[Begin ENTRIES SUPPLIED]

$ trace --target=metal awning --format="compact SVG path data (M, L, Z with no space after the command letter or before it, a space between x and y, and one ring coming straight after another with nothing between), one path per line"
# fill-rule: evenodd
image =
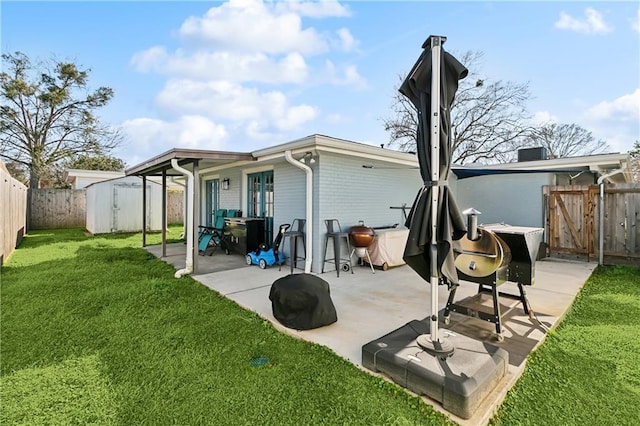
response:
M182 176L182 173L173 170L171 167L172 159L177 159L180 166L187 169L191 169L196 162L200 169L206 169L256 160L256 158L248 152L174 148L143 163L129 167L125 170L125 174L127 176L160 176L164 170L167 176Z
M466 179L476 176L490 176L490 175L511 175L511 174L532 174L532 173L567 173L576 174L580 172L589 172L587 167L572 168L572 169L480 169L480 168L452 168L451 172L456 175L458 179Z

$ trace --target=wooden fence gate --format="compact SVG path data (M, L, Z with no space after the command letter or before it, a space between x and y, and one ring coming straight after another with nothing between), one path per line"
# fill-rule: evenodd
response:
M598 185L545 186L549 254L597 261L600 231ZM640 264L640 185L605 185L605 264Z

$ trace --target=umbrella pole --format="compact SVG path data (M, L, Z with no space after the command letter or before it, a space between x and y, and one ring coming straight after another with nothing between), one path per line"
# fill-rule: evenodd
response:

[End ENTRIES SUPPLIED]

▶ _REQUIREMENTS_
Put every line from the start of the records through the line containing "M466 179L476 176L490", inclusive, into a JSON list of strings with one string per line and no blank lines. Leave the pictures out of the answer.

▶ _RESPONSE FOR THIS EXERCISE_
[
  "$ trace --target=metal awning --format=\"compact SVG path data (M, L, Z with no space after the command letter or before it, a space between x and y, and one ring coming straight after another with nothing between), one path per line\"",
  "# fill-rule: evenodd",
  "image =",
  "response:",
  "M182 176L182 173L173 170L171 167L172 159L177 159L180 166L187 169L191 169L196 162L200 169L206 169L256 160L256 158L248 152L174 148L143 163L129 167L125 170L125 174L127 176L160 176L164 170L167 176Z",
  "M466 179L476 176L490 176L490 175L511 175L511 174L532 174L532 173L567 173L576 174L580 172L589 172L587 167L572 168L572 169L480 169L480 168L452 168L451 172L456 175L458 179Z"
]